#### To do:
Only the lines from the one with "Task: indicate the man's right hand." onward are wanted, through the last line of the entries, set down exactly.

#### Provided data:
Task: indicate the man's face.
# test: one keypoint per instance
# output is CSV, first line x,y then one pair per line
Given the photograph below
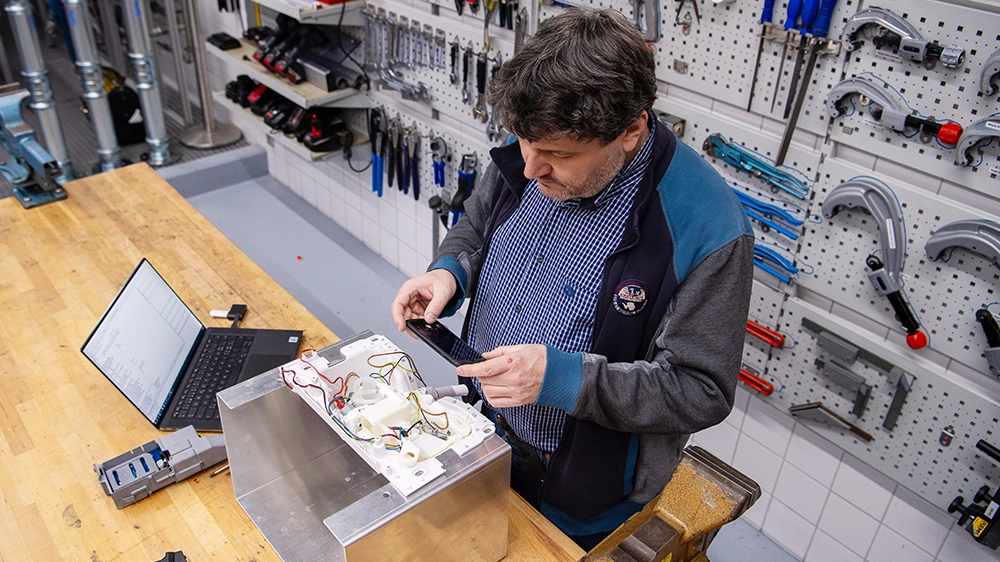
x,y
570,168
567,168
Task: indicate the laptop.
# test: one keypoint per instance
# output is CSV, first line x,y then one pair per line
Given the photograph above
x,y
167,363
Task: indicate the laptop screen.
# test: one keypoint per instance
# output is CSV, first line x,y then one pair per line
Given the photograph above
x,y
144,340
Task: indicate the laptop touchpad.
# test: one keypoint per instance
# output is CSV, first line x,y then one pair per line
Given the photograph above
x,y
261,363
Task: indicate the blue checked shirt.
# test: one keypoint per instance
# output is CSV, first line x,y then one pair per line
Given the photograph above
x,y
541,281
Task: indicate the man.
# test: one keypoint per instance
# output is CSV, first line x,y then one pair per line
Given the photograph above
x,y
609,269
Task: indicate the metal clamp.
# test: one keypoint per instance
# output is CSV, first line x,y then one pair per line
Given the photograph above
x,y
893,107
991,70
876,198
976,136
907,40
981,236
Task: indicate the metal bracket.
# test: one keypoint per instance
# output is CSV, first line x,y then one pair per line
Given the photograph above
x,y
981,236
991,70
647,18
903,387
816,411
977,135
876,198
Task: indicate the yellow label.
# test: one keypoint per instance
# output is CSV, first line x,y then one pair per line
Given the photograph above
x,y
979,526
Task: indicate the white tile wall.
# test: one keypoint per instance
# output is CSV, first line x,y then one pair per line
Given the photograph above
x,y
818,503
822,504
826,549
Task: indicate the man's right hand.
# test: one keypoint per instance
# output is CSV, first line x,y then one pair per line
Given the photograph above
x,y
423,296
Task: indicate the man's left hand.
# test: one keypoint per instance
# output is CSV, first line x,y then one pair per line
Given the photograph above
x,y
511,375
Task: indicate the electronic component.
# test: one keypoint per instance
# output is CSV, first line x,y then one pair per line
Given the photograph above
x,y
376,402
135,475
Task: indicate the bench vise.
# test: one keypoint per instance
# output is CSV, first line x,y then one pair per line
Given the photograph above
x,y
31,170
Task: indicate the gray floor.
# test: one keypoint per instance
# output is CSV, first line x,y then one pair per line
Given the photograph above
x,y
78,132
345,284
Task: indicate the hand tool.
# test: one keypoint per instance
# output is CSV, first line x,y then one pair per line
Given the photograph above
x,y
466,62
489,6
494,130
770,261
984,522
413,148
899,34
466,182
646,16
992,331
755,382
809,11
731,153
454,62
889,108
766,15
886,278
768,215
817,411
818,31
769,336
394,133
377,126
520,29
439,153
686,22
480,108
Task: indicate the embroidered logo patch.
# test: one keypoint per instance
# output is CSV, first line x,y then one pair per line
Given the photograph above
x,y
630,297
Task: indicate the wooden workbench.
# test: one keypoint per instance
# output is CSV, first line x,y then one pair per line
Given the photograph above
x,y
60,267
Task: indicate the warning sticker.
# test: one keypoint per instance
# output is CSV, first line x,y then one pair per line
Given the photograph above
x,y
979,526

#### The reply:
Task: indicate the man's right hand.
# test: one keypoint per instance
# output is CSV, first line x,y then one pair per line
Given the photograph above
x,y
423,296
Task: indicate the man's left hand.
# test: one keypoint per instance
# output is CSV, first line x,y then one pair per line
Given the photograph above
x,y
511,375
Task: indicate the electronic component.
# test: one keypoint per instance
# output is CSV, first line x,y then one pair per line
Given the photograph above
x,y
376,402
135,475
Task: indicate the bench vise.
# test: one keypoint per instance
# output is CSV, first line x,y then one pair per line
Given the photograph above
x,y
31,170
Task: indicate the gray floor.
# test: one keypoint per instance
# output is CSV, first line x,y then one pair per line
Given the photograph above
x,y
78,132
345,284
Task: indicate the hand tool.
# test: one keypoint per instance
# output is CSV, first line x,y then one pair per line
Given the photograph above
x,y
466,62
489,6
494,130
770,261
984,522
413,148
899,34
466,182
646,16
992,331
755,382
809,11
731,153
454,62
889,108
766,15
886,278
768,215
817,411
818,31
769,336
394,133
377,126
520,29
439,153
686,22
480,108
Task: indicate the embroidered logo patch.
# test: one keypoint per instance
# output is CSV, first line x,y then one pair per line
Given the photograph above
x,y
630,297
Task: indicate the wooden workbench.
# test: one keypoint per instance
# output is CSV, first line x,y then one pair per line
Given the photograph above
x,y
60,267
Task: indicate the warning sticker.
# test: one keypoint per instance
# output is CSV, first line x,y then one pair per line
Given the photograph above
x,y
979,526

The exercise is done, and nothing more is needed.